## Task to complete
Repeat each entry as written and leave the images out of the copy.

## Entries from a point annotation set
»»

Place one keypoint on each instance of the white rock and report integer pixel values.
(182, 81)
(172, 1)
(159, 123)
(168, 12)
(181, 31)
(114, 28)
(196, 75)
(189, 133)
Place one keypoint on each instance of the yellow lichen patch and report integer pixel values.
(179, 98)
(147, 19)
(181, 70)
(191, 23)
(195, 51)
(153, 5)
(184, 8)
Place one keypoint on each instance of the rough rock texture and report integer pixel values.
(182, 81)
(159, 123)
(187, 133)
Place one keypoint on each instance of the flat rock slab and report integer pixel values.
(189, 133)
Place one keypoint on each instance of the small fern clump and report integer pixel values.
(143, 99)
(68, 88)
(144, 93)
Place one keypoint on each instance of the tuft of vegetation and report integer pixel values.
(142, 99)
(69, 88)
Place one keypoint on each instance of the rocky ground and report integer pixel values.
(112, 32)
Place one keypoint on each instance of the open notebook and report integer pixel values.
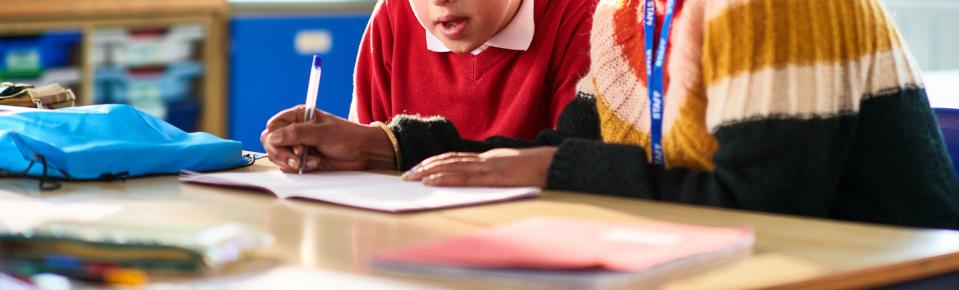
(361, 189)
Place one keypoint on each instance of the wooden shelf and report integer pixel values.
(29, 16)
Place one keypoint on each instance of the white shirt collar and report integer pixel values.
(517, 35)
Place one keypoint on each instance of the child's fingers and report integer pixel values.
(461, 179)
(463, 164)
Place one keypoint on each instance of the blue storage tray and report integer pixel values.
(949, 122)
(51, 49)
(119, 85)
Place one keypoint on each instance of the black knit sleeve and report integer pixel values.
(423, 137)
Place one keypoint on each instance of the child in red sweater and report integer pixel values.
(493, 67)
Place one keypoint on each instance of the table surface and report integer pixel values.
(790, 252)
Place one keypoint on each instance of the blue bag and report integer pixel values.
(105, 142)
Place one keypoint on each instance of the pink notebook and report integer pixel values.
(556, 249)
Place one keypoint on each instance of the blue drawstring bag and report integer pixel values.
(105, 142)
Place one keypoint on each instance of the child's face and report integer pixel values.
(464, 25)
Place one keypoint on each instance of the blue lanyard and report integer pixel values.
(654, 73)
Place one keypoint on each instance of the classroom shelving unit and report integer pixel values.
(89, 17)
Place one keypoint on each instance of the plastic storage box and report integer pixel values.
(170, 84)
(26, 57)
(144, 47)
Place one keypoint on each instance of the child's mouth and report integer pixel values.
(451, 26)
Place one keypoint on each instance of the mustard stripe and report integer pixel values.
(803, 92)
(761, 34)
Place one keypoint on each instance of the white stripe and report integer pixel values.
(805, 92)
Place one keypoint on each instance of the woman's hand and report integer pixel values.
(333, 143)
(498, 167)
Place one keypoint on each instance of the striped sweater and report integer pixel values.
(803, 107)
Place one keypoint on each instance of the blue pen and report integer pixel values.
(311, 92)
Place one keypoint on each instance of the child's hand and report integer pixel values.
(333, 143)
(499, 167)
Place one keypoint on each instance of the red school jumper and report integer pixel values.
(497, 92)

««

## Answer to this problem
Place one keypoint on each instance of the white rock and report integer pixel values.
(182, 81)
(172, 1)
(159, 123)
(168, 12)
(181, 31)
(114, 28)
(196, 75)
(189, 133)
Place one keypoint on each instance of the yellow lichen patch and report integer pixel values.
(179, 98)
(147, 19)
(181, 70)
(191, 23)
(195, 51)
(153, 5)
(184, 8)
Place one keypoint on each instance of the rough rock texture and report integer pixel values.
(182, 81)
(159, 123)
(187, 133)
Place one keypoint on each instance of the flat rock slab and report integer pixel values.
(189, 133)
Place one keypoint on each instance of the small fern clump and report integer pixel values.
(143, 99)
(68, 88)
(144, 93)
Place one keypoint on each instance of the tuft of vegetation and report integer pixel values.
(142, 99)
(69, 88)
Place one keypoint on each instance of the rocky ground and report integer pixel values.
(112, 32)
Place one keypoint on each instance of the open notebook and report integer pixel values.
(361, 189)
Place one keypoint on each instance of the wooden shelf and report integer pixel values.
(29, 16)
Place one keypoint on each instance of the white shirt collar and report integer pixel values.
(517, 35)
Place one keypoint on each instance of the child's fingers and report integer pixel values.
(461, 179)
(463, 164)
Place one keypoint on each instance of the blue storage tray and report integer pixel values.
(949, 122)
(51, 49)
(119, 85)
Place one keypoint on each instance of the black knit sleeve and report integer pixel values.
(423, 137)
Place one keypoint on each instance of the child in red sweater and report integer pixel values.
(493, 67)
Place one keypoint on each instance of the table surface and report integer pixel values.
(790, 252)
Place one keypoint on each instance of the blue bag and report integer pixel values.
(105, 142)
Place one keypoint on each instance of the pink notebook and report integer pixel values.
(556, 249)
Place one keypoint on each instance of the blue drawstring bag and report integer pixel values.
(105, 142)
Place one keypoint on each instance of the child's face and report integer pixel values.
(464, 25)
Place one keypoint on each instance of the blue lanyard and report integer pixel values.
(654, 73)
Place one keypoint on each instance of the classroom shelving unit and report integer pixel values.
(89, 17)
Place one keypoint on each instance of the plastic storage box and report integer pixel values.
(170, 84)
(26, 57)
(144, 47)
Place one keypoint on each instance of the child's mouth and report integer pixel values.
(451, 26)
Place one keypoint on each instance of the mustard stripe and report integer pixel values.
(803, 92)
(761, 34)
Place one keypoint on each instance of the white stripe and report integer pixel values.
(805, 92)
Place one keypoint on each instance of the woman's hand and report integer pixel values.
(333, 143)
(498, 167)
Place one keypoint on each instance of the striped sweater and report integer pixel values.
(803, 107)
Place one keypoint on each instance of the blue pen and report integer pixel values.
(311, 92)
Place one keypoint on each instance of the child's hand and report integer pixel values.
(333, 143)
(499, 167)
Place one keypoint on each instance of the red school jumper and report integer pixel values.
(497, 92)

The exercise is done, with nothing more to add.